### SHORT TASK:
Put the records below into a Markdown table with two columns, Row and Record, giving each line its own numbered row and skipping blank lines. Leave the pictures out.

### RECORDS FOR PROCESSING:
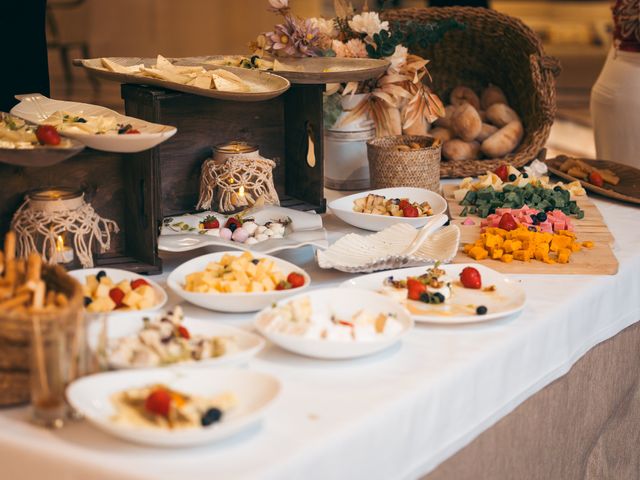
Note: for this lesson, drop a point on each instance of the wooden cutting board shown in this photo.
(599, 260)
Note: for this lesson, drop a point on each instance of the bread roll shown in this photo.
(445, 122)
(442, 134)
(492, 95)
(458, 150)
(504, 141)
(500, 114)
(486, 131)
(466, 122)
(461, 95)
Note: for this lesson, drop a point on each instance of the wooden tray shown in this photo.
(315, 68)
(628, 190)
(599, 260)
(265, 85)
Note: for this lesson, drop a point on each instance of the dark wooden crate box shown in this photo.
(281, 127)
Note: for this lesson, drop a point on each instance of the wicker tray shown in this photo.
(498, 49)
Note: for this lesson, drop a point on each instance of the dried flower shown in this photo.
(293, 38)
(368, 23)
(325, 27)
(279, 4)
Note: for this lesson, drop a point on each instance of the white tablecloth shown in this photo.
(394, 415)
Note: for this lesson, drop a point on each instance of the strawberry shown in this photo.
(470, 278)
(183, 332)
(410, 211)
(158, 402)
(210, 222)
(507, 222)
(233, 223)
(403, 203)
(596, 179)
(415, 288)
(503, 172)
(295, 279)
(117, 296)
(138, 282)
(47, 135)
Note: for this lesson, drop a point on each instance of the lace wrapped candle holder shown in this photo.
(237, 177)
(61, 226)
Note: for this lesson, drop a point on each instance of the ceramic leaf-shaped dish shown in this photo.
(384, 250)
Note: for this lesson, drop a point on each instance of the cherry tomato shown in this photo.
(48, 135)
(470, 278)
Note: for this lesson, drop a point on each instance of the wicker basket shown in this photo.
(492, 48)
(15, 331)
(389, 167)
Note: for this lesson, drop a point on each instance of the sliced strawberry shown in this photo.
(295, 279)
(117, 296)
(158, 402)
(503, 172)
(138, 282)
(183, 332)
(507, 222)
(470, 278)
(410, 211)
(415, 288)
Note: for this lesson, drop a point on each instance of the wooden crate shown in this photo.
(281, 127)
(138, 190)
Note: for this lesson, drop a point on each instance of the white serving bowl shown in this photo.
(343, 208)
(231, 302)
(117, 276)
(249, 344)
(344, 302)
(91, 397)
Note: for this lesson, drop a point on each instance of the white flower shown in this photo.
(279, 4)
(398, 59)
(324, 26)
(369, 23)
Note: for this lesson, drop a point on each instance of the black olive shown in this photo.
(211, 416)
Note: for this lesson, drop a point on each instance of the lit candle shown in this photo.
(63, 253)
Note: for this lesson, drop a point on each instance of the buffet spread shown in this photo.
(145, 361)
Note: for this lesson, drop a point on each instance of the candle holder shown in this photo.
(60, 225)
(235, 178)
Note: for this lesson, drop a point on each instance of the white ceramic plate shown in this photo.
(249, 344)
(117, 276)
(344, 303)
(343, 208)
(36, 108)
(506, 300)
(231, 302)
(255, 392)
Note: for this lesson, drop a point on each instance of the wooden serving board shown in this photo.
(599, 260)
(628, 190)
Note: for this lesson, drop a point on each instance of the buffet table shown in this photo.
(398, 414)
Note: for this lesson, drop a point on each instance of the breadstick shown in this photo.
(10, 245)
(38, 295)
(15, 301)
(34, 267)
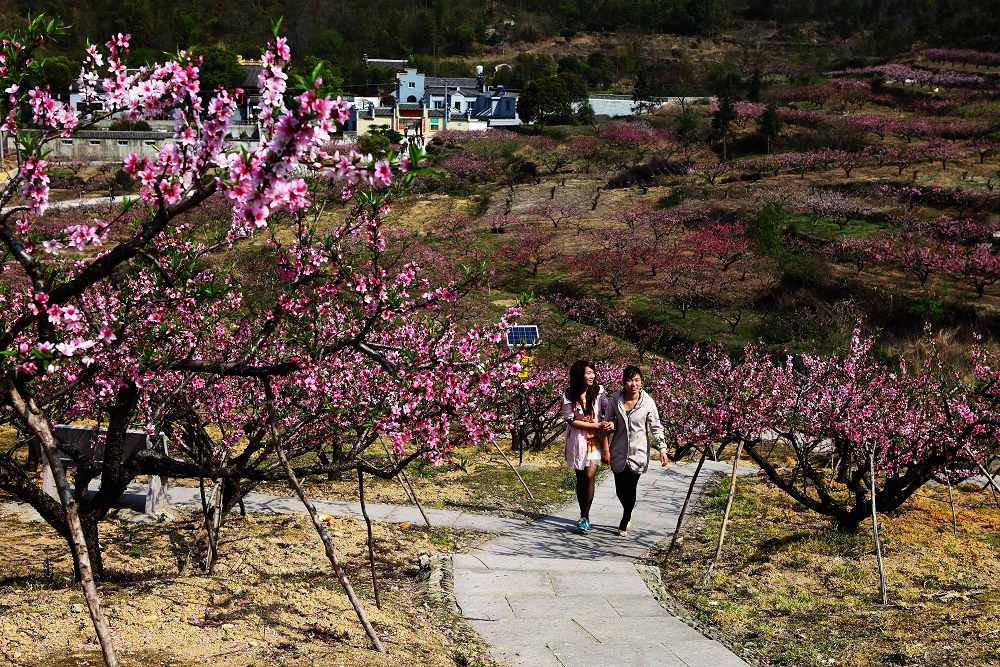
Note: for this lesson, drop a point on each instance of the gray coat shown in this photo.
(630, 443)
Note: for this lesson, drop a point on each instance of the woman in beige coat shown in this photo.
(636, 428)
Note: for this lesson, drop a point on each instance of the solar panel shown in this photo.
(523, 335)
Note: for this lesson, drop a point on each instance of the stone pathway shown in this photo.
(546, 595)
(540, 593)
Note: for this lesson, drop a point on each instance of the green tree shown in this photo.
(219, 67)
(57, 72)
(545, 100)
(769, 124)
(722, 119)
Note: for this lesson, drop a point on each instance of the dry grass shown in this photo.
(475, 479)
(273, 599)
(797, 592)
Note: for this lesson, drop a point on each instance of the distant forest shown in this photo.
(433, 30)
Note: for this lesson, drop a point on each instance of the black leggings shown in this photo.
(626, 482)
(585, 483)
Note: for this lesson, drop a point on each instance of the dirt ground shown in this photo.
(797, 592)
(272, 600)
(474, 479)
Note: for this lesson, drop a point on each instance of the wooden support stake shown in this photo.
(39, 426)
(725, 517)
(408, 489)
(413, 494)
(878, 542)
(687, 498)
(371, 539)
(951, 501)
(989, 478)
(511, 466)
(331, 550)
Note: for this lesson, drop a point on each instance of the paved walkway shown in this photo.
(540, 593)
(546, 595)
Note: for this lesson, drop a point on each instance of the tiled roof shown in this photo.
(440, 90)
(453, 81)
(121, 134)
(250, 73)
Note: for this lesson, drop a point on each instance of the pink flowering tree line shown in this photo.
(135, 321)
(856, 428)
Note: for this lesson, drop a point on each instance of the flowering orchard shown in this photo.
(839, 415)
(135, 320)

### FULL RESPONSE:
| Row | Record |
|---|---|
| 1 | Note: for this lesson, drop a point on each instance of the wooden cutting board shown in this photo. |
| 2 | (599, 260) |
| 3 | Note: for this lesson, drop a point on each instance of the bread roll shown in this photo. |
| 4 | (445, 122) |
| 5 | (442, 134) |
| 6 | (492, 95) |
| 7 | (458, 150) |
| 8 | (504, 141) |
| 9 | (500, 114) |
| 10 | (486, 131) |
| 11 | (466, 122) |
| 12 | (461, 95) |
| 13 | Note: for this lesson, drop a point on each instance of the wooden tray shown in this photo. |
| 14 | (315, 68) |
| 15 | (628, 190) |
| 16 | (599, 260) |
| 17 | (265, 85) |
| 18 | Note: for this lesson, drop a point on each instance of the dark wooden crate box shown in this photo. |
| 19 | (281, 127) |
| 20 | Note: for this lesson, drop a point on each instance of the wicker tray shown in this photo. |
| 21 | (498, 49) |
| 22 | Note: for this lesson, drop a point on each instance of the dried flower shown in this photo. |
| 23 | (293, 38) |
| 24 | (368, 23) |
| 25 | (325, 27) |
| 26 | (279, 4) |
| 27 | Note: for this lesson, drop a point on each instance of the white tablecloth shown in this photo. |
| 28 | (394, 415) |
| 29 | Note: for this lesson, drop a point on each instance of the strawberry shown in this photo. |
| 30 | (470, 278) |
| 31 | (183, 332) |
| 32 | (410, 211) |
| 33 | (158, 402) |
| 34 | (210, 222) |
| 35 | (507, 222) |
| 36 | (233, 223) |
| 37 | (403, 203) |
| 38 | (596, 179) |
| 39 | (415, 288) |
| 40 | (503, 172) |
| 41 | (295, 279) |
| 42 | (117, 296) |
| 43 | (138, 282) |
| 44 | (47, 135) |
| 45 | Note: for this lesson, drop a point on each instance of the lace wrapped candle holder shown in this photo. |
| 46 | (237, 177) |
| 47 | (61, 226) |
| 48 | Note: for this lesson, drop a point on each instance of the ceramic leaf-shaped dish shown in this photo. |
| 49 | (384, 250) |
| 50 | Note: for this lesson, drop a point on each instance of the cherry tomato shown in this photo. |
| 51 | (48, 135) |
| 52 | (470, 278) |
| 53 | Note: for this lesson, drop a point on each instance of the wicker basket shown in this photo. |
| 54 | (492, 48) |
| 55 | (15, 331) |
| 56 | (389, 167) |
| 57 | Note: for this lesson, drop a point on each instance of the sliced strawberry shown in this photo. |
| 58 | (295, 279) |
| 59 | (117, 296) |
| 60 | (158, 402) |
| 61 | (503, 172) |
| 62 | (138, 282) |
| 63 | (183, 332) |
| 64 | (507, 222) |
| 65 | (470, 278) |
| 66 | (410, 211) |
| 67 | (415, 288) |
| 68 | Note: for this lesson, drop a point on each instance of the wooden crate shown in this photo. |
| 69 | (281, 127) |
| 70 | (138, 190) |
| 71 | Note: for this lesson, drop a point on each instance of the white serving bowl shown in this photo. |
| 72 | (343, 208) |
| 73 | (231, 302) |
| 74 | (117, 276) |
| 75 | (249, 344) |
| 76 | (344, 302) |
| 77 | (91, 397) |
| 78 | Note: for this lesson, drop a point on each instance of the white flower shown in this photo. |
| 79 | (279, 4) |
| 80 | (398, 59) |
| 81 | (324, 26) |
| 82 | (369, 23) |
| 83 | Note: for this lesson, drop a point on each instance of the black olive shown in this photo. |
| 84 | (211, 416) |
| 85 | Note: for this lesson, drop a point on each instance of the lit candle shown in this photo. |
| 86 | (63, 253) |
| 87 | Note: for this lesson, drop a point on each instance of the buffet spread shown in this photo. |
| 88 | (145, 361) |
| 89 | Note: for this lesson, drop a point on each instance of the candle holder shown in this photo. |
| 90 | (60, 225) |
| 91 | (235, 178) |
| 92 | Note: for this lesson, drop a point on each instance of the white ceramic plate shown in this photo. |
| 93 | (249, 344) |
| 94 | (117, 276) |
| 95 | (344, 303) |
| 96 | (343, 208) |
| 97 | (36, 108) |
| 98 | (506, 300) |
| 99 | (231, 302) |
| 100 | (255, 392) |
| 101 | Note: for this lesson, drop a point on each instance of the wooden serving board shown in this photo. |
| 102 | (599, 260) |
| 103 | (628, 190) |
| 104 | Note: for this lesson, drop a point on each instance of the buffet table shown in this photo. |
| 105 | (398, 414) |
| 106 | Note: for this lesson, drop a point on each instance of the breadstick shown in this photo. |
| 107 | (10, 245) |
| 108 | (38, 295) |
| 109 | (15, 301) |
| 110 | (34, 267) |
| 111 | Note: for this lesson, drop a point on each instance of the gray coat shown in this photo. |
| 112 | (630, 443) |
| 113 | Note: for this lesson, drop a point on each instance of the woman in beige coat shown in this photo. |
| 114 | (636, 428) |
| 115 | Note: for this lesson, drop a point on each instance of the solar panel shown in this photo. |
| 116 | (523, 335) |
| 117 | Note: for this lesson, drop a point on each instance of the stone pathway shown in this photo. |
| 118 | (546, 595) |
| 119 | (540, 593) |
| 120 | Note: for this lesson, drop a point on each instance of the green tree shown in this photo. |
| 121 | (219, 67) |
| 122 | (57, 72) |
| 123 | (545, 100) |
| 124 | (769, 124) |
| 125 | (722, 119) |
| 126 | Note: for this lesson, drop a point on each instance of the dry grass shown in this photo. |
| 127 | (475, 479) |
| 128 | (273, 599) |
| 129 | (797, 592) |
| 130 | Note: for this lesson, drop a point on each instance of the distant forest shown in this photo. |
| 131 | (433, 30) |
| 132 | Note: for this lesson, drop a point on each instance of the black leggings shown in this photo. |
| 133 | (626, 482) |
| 134 | (585, 483) |
| 135 | Note: for this lesson, drop a point on each instance of the dirt ground shown in this photo. |
| 136 | (797, 592) |
| 137 | (272, 600) |
| 138 | (474, 479) |
| 139 | Note: for this lesson, drop a point on each instance of the wooden support stake shown in this photo. |
| 140 | (39, 426) |
| 141 | (725, 517) |
| 142 | (408, 489) |
| 143 | (413, 494) |
| 144 | (878, 542) |
| 145 | (687, 498) |
| 146 | (371, 539) |
| 147 | (951, 501) |
| 148 | (989, 478) |
| 149 | (511, 466) |
| 150 | (331, 550) |
| 151 | Note: for this lesson, drop a point on each instance of the paved walkway shown in this photo. |
| 152 | (540, 593) |
| 153 | (546, 595) |
| 154 | Note: for this lesson, drop a point on each instance of the tiled roof shown in this photo. |
| 155 | (440, 90) |
| 156 | (453, 81) |
| 157 | (121, 134) |
| 158 | (250, 73) |
| 159 | Note: for this lesson, drop a point on each instance of the pink flowering tree line shown in this photo. |
| 160 | (135, 321) |
| 161 | (856, 428) |
| 162 | Note: for this lesson, drop a point on each instance of the flowering orchard shown in this photo. |
| 163 | (839, 415) |
| 164 | (135, 320) |